TASK REQUIREMENTS
What appears in the data must be reproduced exactly.

Source data
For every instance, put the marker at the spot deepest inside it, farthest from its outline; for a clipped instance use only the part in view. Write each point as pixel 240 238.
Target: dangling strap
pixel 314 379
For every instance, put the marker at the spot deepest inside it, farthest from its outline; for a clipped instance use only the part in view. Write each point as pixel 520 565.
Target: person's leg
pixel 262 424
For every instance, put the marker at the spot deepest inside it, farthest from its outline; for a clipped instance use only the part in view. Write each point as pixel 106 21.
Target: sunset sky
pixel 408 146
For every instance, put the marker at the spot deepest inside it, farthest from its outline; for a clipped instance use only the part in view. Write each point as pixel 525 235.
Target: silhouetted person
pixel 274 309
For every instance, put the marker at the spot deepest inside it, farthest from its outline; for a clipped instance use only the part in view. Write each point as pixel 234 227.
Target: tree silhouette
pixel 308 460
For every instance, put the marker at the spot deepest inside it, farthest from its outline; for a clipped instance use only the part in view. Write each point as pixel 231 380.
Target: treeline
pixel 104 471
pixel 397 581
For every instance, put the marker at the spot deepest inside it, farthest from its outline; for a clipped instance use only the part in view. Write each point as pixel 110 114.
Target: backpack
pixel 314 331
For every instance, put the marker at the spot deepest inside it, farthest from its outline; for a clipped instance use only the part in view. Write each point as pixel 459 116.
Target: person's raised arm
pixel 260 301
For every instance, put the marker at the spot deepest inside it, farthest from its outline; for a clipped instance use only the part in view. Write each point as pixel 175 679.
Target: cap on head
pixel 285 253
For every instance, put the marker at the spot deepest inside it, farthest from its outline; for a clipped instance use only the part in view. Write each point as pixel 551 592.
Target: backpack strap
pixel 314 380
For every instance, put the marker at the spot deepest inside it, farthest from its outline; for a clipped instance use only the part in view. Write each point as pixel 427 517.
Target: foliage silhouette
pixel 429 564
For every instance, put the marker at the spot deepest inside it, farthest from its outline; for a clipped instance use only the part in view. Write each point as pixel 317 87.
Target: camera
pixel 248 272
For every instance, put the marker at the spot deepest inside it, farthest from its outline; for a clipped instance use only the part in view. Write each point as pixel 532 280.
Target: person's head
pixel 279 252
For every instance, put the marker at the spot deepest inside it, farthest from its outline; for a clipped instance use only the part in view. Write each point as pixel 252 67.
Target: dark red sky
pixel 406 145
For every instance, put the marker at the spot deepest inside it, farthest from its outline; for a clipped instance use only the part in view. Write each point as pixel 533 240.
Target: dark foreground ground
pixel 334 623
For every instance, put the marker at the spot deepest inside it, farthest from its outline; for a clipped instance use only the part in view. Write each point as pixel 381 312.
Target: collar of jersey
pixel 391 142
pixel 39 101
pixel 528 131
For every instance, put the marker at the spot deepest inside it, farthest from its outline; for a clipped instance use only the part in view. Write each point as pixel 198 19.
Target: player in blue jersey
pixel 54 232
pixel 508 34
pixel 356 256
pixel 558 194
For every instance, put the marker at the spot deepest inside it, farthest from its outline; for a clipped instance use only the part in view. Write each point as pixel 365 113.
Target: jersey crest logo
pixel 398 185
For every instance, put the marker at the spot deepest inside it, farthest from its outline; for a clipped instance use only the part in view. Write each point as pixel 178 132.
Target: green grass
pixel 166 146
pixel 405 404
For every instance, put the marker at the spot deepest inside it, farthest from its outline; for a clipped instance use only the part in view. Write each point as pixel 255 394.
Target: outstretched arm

PROBLEM SOLUTION
For every instance, put the marker at the spot deepest inside it, farthest from its outline; for a clipped instance use only the part in view. Write each point as pixel 240 238.
Target: dangling strap
pixel 314 379
For every instance, put the marker at the spot deepest inside it, farthest from its outline; for a clipped instance use only the part in view. Write each point as pixel 520 565.
Target: person's leg
pixel 262 424
For every instance, put the marker at the spot deepest inside it, farthest from its outline; for a clipped instance use only the part in view. Write each point as pixel 106 21.
Target: sunset sky
pixel 408 146
For every instance, put the marker at the spot deepest inside it, farthest from its outline; for a clipped instance use only the part in view. Write each point as pixel 525 235.
Target: silhouetted person
pixel 274 309
For every instance, put the marker at the spot deepest inside it, farthest from its outline; for a clipped instance use only the part in view. Write each point as pixel 234 227.
Target: tree silhouette
pixel 308 460
For every instance, put the marker at the spot deepest inside it, farthest from its outline; for a clipped instance use only the part in view. Write each point as pixel 231 380.
Target: treeline
pixel 104 471
pixel 397 581
For every instance, put the marker at the spot deepest inside it, farthest from its outline; for a clipped instance use only the part in view. Write each point as pixel 110 114.
Target: backpack
pixel 314 331
For every instance, put the marker at the spot deepest inside it, farthest from its outline; for a clipped instance use only the part in view. Write each point as pixel 459 116.
Target: person's raised arm
pixel 260 301
For every instance, put the marker at the spot deepest inside it, farthest from its outline; for a clipped instance use only the part in view. Write each point as pixel 175 679.
Target: cap on head
pixel 285 253
For every instance, put the marker at the spot deepest inside it, farthest from its outline; for a clipped instance use only the part in view. Write each point as pixel 551 592.
Target: backpack strap
pixel 314 380
For every instance, put the marker at the spot deepest inside it, farthest from its outline; for a clipped instance use only the part in view. Write each point as pixel 427 517.
Target: foliage silhouette
pixel 429 564
For every instance, put the marker at the spot deepest inside it, farthest from its outline; for a clipped instance use only the part in view. Write each point as pixel 317 87.
Target: camera
pixel 248 272
For every instance, put the marker at the spot deepest inside it, farthest from its outline; for a clipped instance use only the part in view. Write each point as pixel 532 280.
Target: person's head
pixel 279 252
For every instance, put the marker at the spot deepest inside it, farthest from its outline; for a clipped instance use only the part in view. Write each point as pixel 252 67.
Target: dark red sky
pixel 406 145
For every instance, put the marker at the spot deepest inside it, farthest from its outline; for a clipped instance use only the part in view. Write each point as pixel 533 240.
Target: dark foreground ground
pixel 334 623
For every instance, put the marker at the spot deepest inside it, farthest from its outline; for a clipped instance use only the part in view. Write each point as pixel 381 312.
Target: collar of jersey
pixel 391 142
pixel 39 101
pixel 528 131
For every instance, put the marker at the spot deepest inside it, farthest from its outline; for a clipped instance use only the part in view. Write each point as pixel 198 19.
Target: player in blue jersey
pixel 54 232
pixel 508 34
pixel 356 256
pixel 558 194
For every instance, put the marker at the spot deepest inside it, farthest from its outline; for a clipped instance use only the part in view. Write each point as pixel 365 113.
Target: jersey crest logo
pixel 398 185
For every instance, put the marker at the spot deepest inside it, farthest from its outline; for a clipped instance use only the part in view. Write each point as pixel 178 132.
Target: green grass
pixel 166 146
pixel 405 404
For every instance, put the marker at the spot deepest inside it, farthest from its outline; for a clipped instance use only the part in view. Write each point as pixel 255 394.
Target: outstretched arm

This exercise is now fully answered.